SELECTION:
-- BEGIN --

How Can I Achieve Even Liquid Distribution in My Device?

[GuccYi]

Liquid Distribution Problem -- please help

Hello guys, I'm a mechanical engineer fresh out the college.
I'm designing a liquid transferring device, and really really need some advice/help.

So, my device right now has one 13mm diameter inlet that divides into twelve 4mm diameter “tubes” which are 77mm long, and the each tube have eight 3mm diameter outlets which are 9mm apart.
Simply put, there is 1 big 13mm inlet that leads to 96 small 3mm outlets.

My problem right now is that I don’t know where to start off to find the optimal inlet pressure/diameter as well as the optimal outlet diameter in order to transfer/distribute water throughout the device evenly. The outlet pressure doesn't matter for my application, but it just needs to dispense the water evenly throughout all the outlets.

How could I approach this problem? Am I just missing a really simple point, or could it be a pretty tough problem? I’m thinking that the first thing that needs to be solved is the optimal pressure needed in order to push the water through 77mm “tube” all the way up to the last (8th) hole.

Thank you so much for your time!

-Guccyi

 

[Chestermiller]

Hello guys, I'm a mechanical engineer fresh out the college.
I'm designing a liquid transferring device, and really really need some advice/help.

-- END --

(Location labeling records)
-- BEGIN --

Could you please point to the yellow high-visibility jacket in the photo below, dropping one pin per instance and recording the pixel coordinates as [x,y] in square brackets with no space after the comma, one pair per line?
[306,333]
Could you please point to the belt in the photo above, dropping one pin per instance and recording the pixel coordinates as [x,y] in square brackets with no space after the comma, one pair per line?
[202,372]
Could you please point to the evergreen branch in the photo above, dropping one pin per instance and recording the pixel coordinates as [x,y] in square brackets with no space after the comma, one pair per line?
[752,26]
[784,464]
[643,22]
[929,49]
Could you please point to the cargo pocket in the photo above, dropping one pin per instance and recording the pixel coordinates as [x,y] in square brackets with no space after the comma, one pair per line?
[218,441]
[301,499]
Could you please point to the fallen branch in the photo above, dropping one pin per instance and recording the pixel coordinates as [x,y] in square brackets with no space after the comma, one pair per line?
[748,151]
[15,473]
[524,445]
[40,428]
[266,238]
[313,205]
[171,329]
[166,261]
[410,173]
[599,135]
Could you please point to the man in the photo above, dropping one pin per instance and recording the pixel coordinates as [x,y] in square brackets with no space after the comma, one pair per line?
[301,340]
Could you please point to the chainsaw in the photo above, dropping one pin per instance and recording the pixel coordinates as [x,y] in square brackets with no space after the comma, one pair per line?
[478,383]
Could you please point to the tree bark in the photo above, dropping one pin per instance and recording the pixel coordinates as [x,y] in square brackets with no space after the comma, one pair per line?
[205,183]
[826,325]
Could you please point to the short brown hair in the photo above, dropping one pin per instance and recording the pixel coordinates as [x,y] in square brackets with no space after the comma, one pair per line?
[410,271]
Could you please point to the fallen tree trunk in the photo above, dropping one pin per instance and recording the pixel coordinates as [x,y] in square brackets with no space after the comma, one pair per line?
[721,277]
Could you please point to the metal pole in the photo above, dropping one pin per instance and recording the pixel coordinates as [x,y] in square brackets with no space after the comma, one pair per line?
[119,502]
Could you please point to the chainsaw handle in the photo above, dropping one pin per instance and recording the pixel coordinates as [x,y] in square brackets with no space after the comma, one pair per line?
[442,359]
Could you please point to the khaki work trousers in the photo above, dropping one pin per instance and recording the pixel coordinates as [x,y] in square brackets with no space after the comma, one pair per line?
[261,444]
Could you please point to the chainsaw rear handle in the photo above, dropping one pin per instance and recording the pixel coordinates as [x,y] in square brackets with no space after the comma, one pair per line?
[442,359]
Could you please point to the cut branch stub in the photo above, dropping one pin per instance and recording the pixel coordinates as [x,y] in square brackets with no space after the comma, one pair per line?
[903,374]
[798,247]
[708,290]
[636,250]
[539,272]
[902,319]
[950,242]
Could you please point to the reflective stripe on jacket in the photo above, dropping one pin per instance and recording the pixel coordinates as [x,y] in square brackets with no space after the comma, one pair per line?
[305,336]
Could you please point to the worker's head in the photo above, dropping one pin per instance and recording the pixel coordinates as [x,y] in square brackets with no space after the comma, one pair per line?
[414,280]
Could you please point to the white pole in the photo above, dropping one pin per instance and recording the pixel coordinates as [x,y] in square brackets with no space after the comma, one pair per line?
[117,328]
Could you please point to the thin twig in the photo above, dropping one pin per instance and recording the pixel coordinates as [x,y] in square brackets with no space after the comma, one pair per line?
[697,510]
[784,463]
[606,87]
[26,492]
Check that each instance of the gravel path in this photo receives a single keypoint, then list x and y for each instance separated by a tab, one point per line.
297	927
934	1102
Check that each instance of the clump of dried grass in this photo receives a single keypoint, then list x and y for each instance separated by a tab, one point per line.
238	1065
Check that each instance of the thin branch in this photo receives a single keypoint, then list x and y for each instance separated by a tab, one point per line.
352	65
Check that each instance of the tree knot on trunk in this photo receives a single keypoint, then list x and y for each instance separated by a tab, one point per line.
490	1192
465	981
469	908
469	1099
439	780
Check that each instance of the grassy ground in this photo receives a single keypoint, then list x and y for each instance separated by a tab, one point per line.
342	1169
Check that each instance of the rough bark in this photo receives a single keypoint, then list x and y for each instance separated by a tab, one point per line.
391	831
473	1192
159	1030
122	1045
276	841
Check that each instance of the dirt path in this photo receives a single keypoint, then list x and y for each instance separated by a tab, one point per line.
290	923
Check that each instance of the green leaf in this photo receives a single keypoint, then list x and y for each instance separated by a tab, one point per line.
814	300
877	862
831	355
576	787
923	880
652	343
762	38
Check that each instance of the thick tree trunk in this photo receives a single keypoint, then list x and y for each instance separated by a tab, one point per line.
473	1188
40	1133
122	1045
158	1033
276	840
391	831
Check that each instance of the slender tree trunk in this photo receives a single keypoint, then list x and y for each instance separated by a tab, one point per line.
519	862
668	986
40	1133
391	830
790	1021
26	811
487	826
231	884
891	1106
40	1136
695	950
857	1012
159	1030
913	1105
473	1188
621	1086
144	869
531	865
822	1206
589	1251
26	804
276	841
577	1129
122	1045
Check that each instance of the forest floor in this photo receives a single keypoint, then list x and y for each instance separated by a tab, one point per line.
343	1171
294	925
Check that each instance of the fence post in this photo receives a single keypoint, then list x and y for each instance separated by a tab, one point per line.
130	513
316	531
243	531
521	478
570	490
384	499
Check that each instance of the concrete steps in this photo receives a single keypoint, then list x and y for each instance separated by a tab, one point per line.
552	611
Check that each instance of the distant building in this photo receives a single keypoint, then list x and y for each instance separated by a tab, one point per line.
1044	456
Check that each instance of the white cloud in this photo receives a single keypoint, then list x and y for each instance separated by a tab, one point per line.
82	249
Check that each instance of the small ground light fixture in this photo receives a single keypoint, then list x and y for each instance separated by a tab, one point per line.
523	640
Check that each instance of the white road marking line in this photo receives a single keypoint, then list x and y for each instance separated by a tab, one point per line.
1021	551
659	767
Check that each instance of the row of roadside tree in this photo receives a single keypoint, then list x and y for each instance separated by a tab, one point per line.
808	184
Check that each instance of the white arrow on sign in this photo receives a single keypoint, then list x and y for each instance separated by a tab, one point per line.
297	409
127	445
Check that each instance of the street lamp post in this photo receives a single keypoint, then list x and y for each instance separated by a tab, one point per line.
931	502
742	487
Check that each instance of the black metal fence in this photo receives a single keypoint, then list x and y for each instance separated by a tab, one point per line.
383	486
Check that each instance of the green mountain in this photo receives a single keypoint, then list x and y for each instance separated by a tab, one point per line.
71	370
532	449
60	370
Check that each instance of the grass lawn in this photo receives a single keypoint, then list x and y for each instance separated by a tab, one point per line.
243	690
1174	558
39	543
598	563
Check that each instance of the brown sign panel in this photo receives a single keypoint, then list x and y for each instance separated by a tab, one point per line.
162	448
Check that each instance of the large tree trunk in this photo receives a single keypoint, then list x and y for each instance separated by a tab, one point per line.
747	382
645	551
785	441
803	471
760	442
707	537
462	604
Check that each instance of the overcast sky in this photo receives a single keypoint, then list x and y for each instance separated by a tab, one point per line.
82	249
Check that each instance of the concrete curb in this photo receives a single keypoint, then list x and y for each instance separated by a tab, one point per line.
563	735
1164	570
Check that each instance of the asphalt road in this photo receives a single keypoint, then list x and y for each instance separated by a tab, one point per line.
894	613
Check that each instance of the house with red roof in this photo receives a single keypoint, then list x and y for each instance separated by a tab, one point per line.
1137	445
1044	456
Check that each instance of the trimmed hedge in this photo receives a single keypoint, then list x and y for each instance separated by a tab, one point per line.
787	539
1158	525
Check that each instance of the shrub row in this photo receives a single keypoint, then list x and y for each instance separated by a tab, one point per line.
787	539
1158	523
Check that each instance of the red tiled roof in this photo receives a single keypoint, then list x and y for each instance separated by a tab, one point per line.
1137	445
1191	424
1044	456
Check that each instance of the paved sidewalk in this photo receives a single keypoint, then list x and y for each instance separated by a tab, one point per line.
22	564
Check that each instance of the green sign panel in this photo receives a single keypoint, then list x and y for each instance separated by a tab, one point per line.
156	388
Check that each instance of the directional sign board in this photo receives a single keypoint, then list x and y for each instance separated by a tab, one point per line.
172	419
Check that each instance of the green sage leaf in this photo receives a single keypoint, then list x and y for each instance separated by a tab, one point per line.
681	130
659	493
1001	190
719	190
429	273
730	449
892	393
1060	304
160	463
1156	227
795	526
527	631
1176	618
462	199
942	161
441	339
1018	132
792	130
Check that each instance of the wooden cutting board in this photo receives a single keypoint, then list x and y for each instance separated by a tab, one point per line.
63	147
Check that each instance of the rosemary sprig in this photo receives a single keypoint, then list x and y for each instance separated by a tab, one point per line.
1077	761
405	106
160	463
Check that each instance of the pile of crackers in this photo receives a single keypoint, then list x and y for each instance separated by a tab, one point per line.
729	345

-- END --

WRITTEN EXERCISE 1: Using the liquid distribution thread, decide whether each statement agrees with it: (a) each of the twelve tubes is 77mm long; (b) the outlet pressure matters for the application; (c) the outlets on each tube are 9mm apart. Answer yes or no for each and quote the words of the thread that decide it.
WRITTEN EXERCISE 2: Write out the part of the liquid distribution thread that opens with the words containing "So, my device" and closes with "all the outlets.", switching "13mm" to "15mm" wherever it occurs.

EXERCISE OUTPUT 1:
(a) Yes: "which are 77mm long"
(b) No: "The outlet pressure doesn't matter for my application"
(c) Yes: "eight 3mm diameter outlets which are 9mm apart"

EXERCISE OUTPUT 2:
So, my device right now has one 15mm diameter inlet that divides into twelve 4mm diameter “tubes” which are 77mm long, and the each tube have eight 3mm diameter outlets which are 9mm apart.
Simply put, there is 1 big 15mm inlet that leads to 96 small 3mm outlets.

My problem right now is that I don’t know where to start off to find the optimal inlet pressure/diameter as well as the optimal outlet diameter in order to transfer/distribute water throughout the device evenly. The outlet pressure doesn't matter for my application, but it just needs to dispense the water evenly throughout all the outlets.